Records of labeled boxes:
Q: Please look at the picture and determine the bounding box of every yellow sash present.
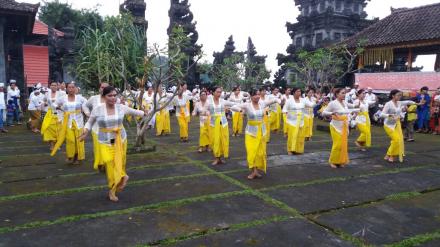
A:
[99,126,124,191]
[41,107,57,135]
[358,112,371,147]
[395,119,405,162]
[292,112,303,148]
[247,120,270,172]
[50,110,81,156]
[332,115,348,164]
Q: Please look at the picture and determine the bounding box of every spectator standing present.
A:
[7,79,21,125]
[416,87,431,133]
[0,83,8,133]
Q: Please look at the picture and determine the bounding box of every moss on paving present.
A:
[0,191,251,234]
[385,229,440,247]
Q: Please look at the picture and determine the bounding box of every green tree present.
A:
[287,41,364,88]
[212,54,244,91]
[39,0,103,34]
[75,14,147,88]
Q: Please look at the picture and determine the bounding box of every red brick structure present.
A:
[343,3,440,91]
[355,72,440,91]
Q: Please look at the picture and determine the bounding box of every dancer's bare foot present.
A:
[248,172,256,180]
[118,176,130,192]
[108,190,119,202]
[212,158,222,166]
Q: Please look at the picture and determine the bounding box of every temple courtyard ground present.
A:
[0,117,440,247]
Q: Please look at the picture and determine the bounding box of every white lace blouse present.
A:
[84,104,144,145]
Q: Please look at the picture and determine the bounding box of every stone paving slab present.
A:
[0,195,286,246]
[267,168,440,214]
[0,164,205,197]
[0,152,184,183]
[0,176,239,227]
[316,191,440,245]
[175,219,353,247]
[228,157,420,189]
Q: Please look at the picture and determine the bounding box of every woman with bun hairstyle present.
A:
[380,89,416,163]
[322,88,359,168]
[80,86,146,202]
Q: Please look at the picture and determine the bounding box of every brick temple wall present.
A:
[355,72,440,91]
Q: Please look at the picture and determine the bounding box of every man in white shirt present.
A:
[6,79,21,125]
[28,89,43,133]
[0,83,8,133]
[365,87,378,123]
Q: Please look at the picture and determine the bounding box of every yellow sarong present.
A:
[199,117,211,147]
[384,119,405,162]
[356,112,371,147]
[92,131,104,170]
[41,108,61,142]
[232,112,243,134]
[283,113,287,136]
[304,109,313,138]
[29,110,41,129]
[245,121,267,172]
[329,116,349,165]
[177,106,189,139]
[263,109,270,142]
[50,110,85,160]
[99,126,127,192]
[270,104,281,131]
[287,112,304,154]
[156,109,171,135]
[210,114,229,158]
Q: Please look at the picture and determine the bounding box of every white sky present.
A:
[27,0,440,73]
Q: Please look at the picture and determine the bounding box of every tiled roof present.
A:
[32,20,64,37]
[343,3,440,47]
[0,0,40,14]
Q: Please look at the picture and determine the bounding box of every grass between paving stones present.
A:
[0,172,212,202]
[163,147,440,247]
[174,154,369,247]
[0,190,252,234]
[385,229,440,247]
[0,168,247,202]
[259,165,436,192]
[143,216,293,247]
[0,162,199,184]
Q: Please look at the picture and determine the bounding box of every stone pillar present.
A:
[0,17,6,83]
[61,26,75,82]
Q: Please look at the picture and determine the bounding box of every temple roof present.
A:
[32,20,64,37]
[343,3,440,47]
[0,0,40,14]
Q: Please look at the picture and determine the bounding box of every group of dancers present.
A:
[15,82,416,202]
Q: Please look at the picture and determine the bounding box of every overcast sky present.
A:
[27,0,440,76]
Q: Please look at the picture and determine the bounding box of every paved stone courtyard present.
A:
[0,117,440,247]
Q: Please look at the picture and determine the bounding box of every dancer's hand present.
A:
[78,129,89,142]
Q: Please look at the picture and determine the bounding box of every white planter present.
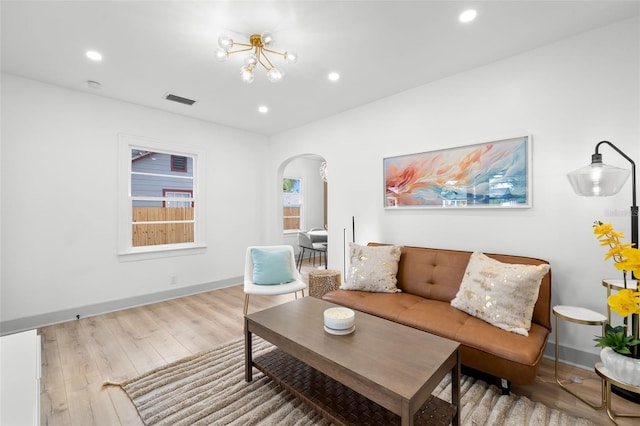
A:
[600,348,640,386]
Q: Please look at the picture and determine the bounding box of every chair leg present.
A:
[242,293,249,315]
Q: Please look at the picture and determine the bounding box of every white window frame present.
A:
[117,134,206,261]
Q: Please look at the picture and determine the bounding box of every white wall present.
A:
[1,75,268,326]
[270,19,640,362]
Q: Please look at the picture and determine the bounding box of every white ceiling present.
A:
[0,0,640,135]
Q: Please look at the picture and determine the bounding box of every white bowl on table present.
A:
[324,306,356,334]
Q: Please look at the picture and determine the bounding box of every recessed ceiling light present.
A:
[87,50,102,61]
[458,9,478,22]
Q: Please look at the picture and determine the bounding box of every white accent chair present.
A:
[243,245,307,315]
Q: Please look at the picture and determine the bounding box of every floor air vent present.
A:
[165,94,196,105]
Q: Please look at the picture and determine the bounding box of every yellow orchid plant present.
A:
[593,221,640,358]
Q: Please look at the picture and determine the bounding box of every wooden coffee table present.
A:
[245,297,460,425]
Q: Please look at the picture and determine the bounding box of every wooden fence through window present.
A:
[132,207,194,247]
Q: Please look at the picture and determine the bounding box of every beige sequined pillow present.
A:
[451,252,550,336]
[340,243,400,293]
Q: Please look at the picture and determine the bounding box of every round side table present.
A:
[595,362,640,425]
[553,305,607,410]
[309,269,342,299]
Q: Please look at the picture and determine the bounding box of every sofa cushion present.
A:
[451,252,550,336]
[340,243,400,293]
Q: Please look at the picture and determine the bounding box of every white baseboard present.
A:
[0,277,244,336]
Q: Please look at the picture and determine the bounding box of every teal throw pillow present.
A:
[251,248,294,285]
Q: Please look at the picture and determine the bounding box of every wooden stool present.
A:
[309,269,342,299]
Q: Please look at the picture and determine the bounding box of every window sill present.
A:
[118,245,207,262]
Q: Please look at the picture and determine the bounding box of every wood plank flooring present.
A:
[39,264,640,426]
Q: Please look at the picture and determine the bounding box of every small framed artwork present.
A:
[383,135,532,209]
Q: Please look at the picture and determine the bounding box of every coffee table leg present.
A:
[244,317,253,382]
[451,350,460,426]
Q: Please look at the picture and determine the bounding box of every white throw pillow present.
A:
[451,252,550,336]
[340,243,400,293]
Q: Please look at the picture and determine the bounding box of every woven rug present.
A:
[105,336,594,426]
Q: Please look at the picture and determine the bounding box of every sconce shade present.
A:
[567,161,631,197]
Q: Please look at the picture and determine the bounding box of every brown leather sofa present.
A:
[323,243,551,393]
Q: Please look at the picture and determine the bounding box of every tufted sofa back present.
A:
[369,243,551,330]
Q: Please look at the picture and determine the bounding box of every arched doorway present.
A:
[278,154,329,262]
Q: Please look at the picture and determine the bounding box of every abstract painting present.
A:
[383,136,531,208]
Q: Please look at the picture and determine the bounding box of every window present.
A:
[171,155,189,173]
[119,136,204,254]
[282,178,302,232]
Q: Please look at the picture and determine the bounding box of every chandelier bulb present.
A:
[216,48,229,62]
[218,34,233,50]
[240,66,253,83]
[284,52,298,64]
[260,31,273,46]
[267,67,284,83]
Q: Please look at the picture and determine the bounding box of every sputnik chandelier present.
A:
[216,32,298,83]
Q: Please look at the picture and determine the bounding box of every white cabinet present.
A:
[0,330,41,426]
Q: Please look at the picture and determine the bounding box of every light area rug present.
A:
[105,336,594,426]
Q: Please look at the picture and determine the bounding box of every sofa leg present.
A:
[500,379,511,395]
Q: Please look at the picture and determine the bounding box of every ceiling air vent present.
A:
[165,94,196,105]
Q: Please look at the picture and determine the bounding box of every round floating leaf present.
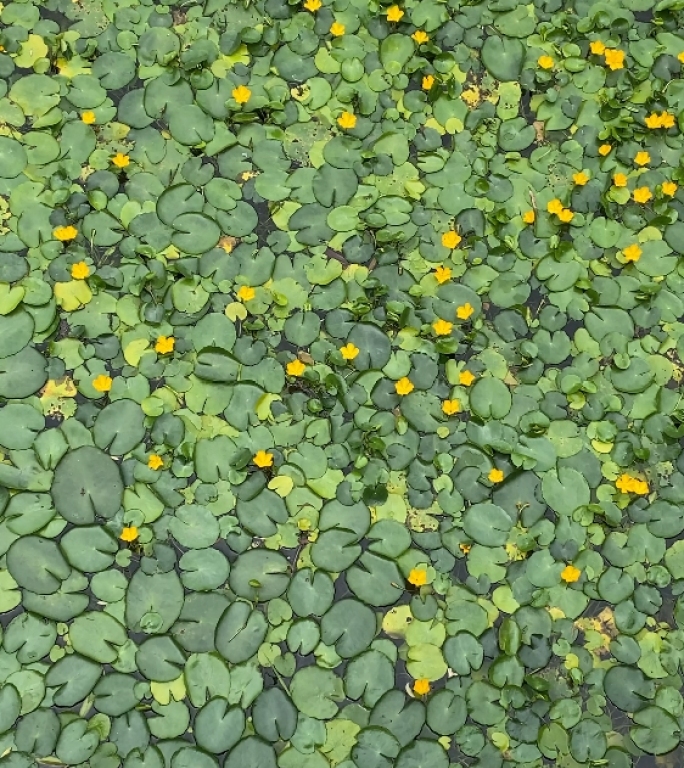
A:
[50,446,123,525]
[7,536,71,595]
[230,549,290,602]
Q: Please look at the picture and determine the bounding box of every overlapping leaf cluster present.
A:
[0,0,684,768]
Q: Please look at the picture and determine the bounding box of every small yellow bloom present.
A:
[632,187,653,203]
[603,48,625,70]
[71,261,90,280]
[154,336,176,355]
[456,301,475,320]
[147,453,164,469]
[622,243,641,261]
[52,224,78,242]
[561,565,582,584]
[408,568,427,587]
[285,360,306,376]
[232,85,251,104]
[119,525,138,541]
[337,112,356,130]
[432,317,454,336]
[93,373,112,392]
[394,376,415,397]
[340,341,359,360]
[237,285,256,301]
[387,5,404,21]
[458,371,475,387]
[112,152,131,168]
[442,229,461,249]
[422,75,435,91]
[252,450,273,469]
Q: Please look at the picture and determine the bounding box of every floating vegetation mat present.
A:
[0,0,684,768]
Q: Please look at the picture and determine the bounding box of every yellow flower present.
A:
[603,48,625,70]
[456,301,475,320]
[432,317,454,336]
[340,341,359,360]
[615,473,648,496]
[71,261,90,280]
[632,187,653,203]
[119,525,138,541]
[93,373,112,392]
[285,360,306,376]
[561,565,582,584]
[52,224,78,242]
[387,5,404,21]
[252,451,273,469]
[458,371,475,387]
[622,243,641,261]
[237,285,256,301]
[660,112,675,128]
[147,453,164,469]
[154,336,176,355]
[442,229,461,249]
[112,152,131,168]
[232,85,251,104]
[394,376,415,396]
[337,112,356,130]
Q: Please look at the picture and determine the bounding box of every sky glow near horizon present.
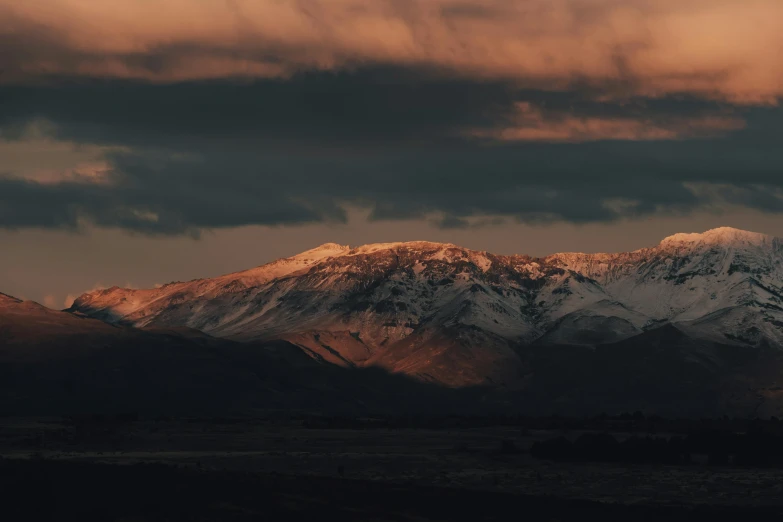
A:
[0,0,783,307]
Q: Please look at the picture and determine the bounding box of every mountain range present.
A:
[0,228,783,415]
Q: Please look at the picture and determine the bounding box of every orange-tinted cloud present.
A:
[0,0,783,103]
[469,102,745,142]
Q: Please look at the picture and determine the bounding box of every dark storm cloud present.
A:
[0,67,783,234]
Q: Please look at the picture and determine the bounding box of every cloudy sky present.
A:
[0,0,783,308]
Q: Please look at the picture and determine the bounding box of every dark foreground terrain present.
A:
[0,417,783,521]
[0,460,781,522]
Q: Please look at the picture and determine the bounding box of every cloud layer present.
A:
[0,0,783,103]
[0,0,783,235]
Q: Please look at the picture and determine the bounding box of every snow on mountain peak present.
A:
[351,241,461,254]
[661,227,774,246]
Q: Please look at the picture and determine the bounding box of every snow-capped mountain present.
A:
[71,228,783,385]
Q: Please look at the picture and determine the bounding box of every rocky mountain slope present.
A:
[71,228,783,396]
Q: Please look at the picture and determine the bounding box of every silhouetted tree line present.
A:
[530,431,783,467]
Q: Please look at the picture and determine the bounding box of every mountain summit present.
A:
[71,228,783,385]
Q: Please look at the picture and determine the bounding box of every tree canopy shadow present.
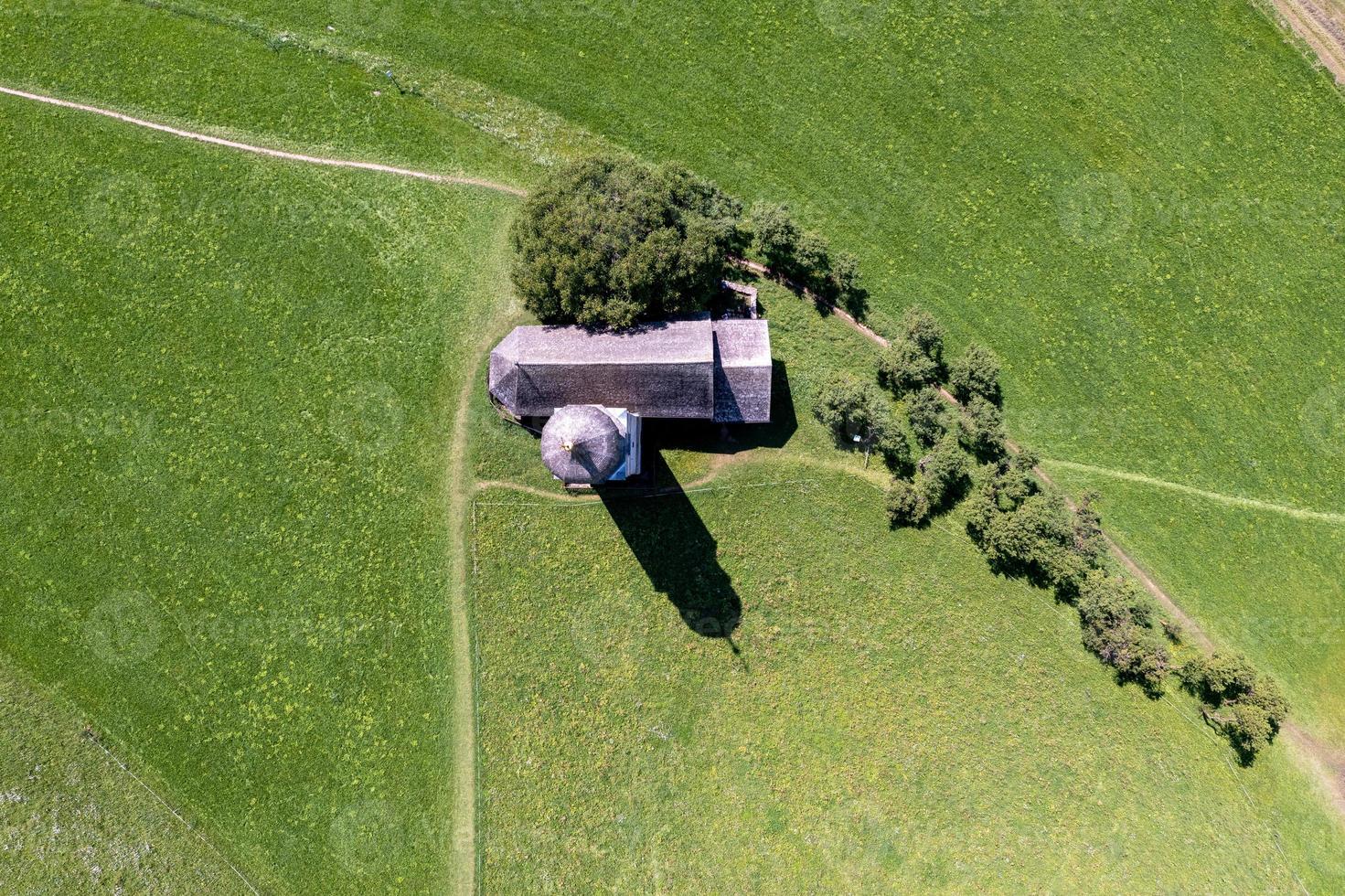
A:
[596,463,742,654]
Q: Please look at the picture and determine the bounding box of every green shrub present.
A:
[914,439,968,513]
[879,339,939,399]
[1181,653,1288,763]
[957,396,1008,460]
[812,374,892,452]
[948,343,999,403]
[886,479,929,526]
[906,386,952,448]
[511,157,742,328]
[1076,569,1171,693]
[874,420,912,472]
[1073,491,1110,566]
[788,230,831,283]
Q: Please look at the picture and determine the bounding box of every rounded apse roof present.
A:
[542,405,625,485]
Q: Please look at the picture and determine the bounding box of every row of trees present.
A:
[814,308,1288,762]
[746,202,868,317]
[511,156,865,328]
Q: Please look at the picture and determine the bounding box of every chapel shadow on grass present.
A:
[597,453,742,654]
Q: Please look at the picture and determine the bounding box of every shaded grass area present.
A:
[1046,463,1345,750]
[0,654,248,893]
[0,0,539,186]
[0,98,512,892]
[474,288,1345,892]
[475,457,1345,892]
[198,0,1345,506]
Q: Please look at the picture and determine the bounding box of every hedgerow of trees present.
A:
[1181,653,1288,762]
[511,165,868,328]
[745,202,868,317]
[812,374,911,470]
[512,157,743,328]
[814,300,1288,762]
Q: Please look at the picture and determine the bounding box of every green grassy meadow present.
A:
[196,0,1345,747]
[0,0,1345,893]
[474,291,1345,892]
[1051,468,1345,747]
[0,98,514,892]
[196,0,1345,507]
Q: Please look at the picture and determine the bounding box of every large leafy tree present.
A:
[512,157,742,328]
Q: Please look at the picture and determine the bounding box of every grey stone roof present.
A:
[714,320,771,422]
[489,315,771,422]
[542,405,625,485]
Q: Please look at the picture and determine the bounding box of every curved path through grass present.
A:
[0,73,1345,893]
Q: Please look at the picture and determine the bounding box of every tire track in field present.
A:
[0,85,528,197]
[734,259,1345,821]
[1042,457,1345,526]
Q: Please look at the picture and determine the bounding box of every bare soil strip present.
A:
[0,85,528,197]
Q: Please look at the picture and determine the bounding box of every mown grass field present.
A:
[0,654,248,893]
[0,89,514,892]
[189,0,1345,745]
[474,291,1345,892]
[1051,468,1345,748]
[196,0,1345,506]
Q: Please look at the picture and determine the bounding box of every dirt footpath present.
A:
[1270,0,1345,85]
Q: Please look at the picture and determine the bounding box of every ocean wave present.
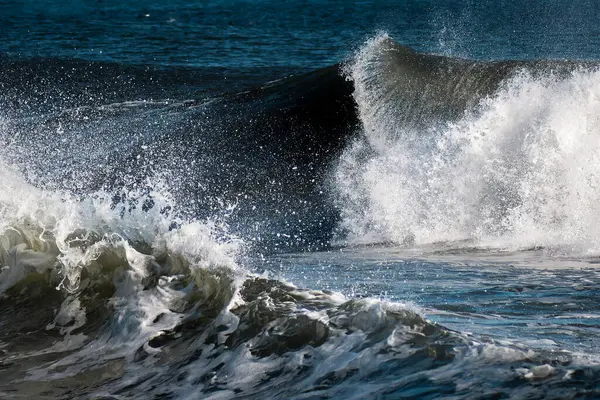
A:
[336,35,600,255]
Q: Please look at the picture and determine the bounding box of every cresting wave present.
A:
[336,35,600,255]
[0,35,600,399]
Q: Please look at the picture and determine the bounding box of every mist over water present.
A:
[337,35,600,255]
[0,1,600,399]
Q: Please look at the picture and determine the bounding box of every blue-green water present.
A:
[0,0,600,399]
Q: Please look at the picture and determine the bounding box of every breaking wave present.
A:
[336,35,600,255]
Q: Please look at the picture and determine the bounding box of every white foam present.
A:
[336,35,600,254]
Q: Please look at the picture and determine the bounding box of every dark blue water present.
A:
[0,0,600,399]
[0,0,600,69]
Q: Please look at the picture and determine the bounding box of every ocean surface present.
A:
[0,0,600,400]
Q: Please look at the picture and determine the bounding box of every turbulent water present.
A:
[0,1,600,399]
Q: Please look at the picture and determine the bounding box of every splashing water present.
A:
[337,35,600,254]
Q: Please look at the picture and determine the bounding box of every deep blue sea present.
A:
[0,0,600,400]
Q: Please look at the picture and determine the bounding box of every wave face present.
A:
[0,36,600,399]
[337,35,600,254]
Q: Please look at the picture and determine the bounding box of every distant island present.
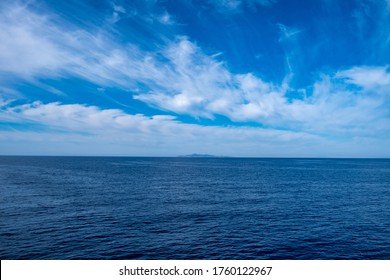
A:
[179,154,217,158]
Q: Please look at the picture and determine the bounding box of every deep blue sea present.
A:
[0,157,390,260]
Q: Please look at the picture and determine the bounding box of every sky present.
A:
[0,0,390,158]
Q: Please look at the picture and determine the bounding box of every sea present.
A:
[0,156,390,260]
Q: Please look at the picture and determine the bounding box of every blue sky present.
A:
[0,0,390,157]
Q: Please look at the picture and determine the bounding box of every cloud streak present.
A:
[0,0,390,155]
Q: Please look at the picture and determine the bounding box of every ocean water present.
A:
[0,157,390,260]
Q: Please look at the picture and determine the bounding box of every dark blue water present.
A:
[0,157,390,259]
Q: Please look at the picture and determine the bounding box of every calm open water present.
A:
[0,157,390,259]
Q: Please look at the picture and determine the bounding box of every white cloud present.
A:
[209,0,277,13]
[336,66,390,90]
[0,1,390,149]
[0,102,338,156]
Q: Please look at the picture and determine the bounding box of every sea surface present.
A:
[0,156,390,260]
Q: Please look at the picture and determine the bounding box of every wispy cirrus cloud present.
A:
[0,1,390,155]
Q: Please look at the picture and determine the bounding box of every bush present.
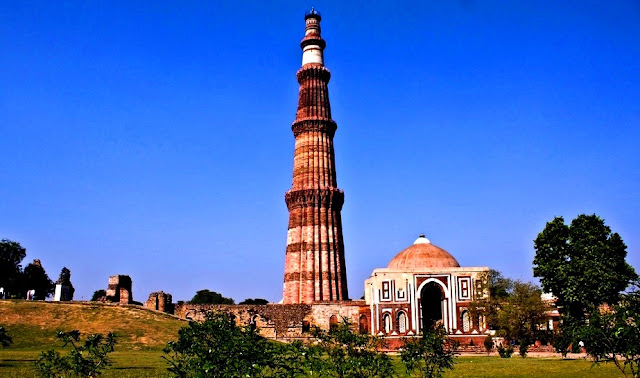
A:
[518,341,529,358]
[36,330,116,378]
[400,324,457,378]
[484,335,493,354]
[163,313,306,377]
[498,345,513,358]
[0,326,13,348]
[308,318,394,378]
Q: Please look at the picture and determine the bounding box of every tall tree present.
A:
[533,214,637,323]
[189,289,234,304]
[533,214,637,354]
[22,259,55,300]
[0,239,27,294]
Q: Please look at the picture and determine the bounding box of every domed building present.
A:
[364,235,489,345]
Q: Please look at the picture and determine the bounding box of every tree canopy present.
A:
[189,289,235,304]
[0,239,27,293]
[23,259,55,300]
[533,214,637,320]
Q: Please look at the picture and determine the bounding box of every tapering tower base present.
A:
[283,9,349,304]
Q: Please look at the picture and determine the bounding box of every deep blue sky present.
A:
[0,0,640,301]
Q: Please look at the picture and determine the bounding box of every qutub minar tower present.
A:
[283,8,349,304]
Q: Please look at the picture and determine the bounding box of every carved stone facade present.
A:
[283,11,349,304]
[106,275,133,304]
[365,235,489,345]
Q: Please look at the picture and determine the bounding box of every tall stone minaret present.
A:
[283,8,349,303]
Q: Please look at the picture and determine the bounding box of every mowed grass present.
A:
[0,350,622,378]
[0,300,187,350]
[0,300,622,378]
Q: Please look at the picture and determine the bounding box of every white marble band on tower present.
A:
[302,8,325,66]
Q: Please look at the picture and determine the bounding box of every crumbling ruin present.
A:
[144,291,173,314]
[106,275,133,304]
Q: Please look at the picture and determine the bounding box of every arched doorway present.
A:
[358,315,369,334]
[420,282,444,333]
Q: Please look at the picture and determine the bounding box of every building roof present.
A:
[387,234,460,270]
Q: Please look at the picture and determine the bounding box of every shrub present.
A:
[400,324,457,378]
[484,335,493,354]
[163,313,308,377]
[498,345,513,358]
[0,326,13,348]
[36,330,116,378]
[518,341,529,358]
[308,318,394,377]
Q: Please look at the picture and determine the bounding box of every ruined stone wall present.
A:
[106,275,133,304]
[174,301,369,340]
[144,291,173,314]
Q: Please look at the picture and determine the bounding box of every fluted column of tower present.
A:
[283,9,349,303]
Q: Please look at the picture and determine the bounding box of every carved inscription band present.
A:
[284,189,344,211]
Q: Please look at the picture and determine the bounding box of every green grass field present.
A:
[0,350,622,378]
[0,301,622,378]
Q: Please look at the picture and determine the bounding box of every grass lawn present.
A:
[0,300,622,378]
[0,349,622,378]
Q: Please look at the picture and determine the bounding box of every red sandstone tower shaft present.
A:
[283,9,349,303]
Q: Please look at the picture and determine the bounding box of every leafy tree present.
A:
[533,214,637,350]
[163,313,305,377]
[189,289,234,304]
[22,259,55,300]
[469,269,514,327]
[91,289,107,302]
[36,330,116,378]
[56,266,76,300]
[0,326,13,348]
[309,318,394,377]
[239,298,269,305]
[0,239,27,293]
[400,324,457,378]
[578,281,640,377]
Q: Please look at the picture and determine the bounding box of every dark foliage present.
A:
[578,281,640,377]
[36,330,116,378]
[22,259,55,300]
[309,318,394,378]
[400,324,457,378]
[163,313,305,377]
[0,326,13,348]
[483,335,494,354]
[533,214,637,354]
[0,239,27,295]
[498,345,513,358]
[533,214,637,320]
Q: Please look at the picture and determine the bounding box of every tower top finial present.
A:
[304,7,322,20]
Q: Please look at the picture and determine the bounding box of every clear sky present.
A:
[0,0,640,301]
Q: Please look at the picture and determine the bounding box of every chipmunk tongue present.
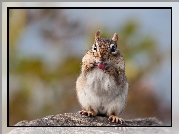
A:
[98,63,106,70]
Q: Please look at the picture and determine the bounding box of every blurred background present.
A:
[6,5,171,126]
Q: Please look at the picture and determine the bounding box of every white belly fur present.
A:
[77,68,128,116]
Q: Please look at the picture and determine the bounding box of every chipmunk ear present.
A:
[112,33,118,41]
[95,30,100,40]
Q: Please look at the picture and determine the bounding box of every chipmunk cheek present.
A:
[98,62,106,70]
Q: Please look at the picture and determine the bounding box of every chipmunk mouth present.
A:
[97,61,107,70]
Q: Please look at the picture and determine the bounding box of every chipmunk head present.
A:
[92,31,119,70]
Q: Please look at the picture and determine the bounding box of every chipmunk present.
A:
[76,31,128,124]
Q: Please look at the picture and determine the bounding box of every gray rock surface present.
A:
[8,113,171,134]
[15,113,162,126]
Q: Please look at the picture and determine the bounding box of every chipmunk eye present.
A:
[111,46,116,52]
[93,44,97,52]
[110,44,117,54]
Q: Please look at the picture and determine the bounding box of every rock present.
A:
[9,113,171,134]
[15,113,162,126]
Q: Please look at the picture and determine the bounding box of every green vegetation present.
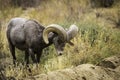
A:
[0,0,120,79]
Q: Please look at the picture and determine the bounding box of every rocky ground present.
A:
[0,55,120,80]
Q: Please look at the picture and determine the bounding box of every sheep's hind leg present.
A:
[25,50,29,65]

[EXERCISE REQUIREMENTS]: Rewrite the records from the line containing "ocean water present." through the line containing "[0,1,390,155]", with "determine" replaced by "identify" and every other part unchanged.

[EXERCISE RESPONSE]:
Q: Please look at the picture and identify the bounding box of every ocean water present.
A:
[0,157,390,260]
Q: Please look at the picture and identify the bounding box of every dark blue water present.
A:
[0,157,390,259]
Q: Please look at the picture and identify the bounding box of every calm open water present.
A:
[0,157,390,259]
Q: Please look at the picture and identify the bounding box of every white cloud present.
A:
[209,0,277,13]
[336,66,390,90]
[0,1,390,149]
[0,102,338,156]
Q: Please look at the picture and identify the bounding box of every sea surface present.
A:
[0,156,390,260]
Q: Please look at the picture and identify the bounding box of every wispy cirrus cloud present.
A:
[0,1,390,155]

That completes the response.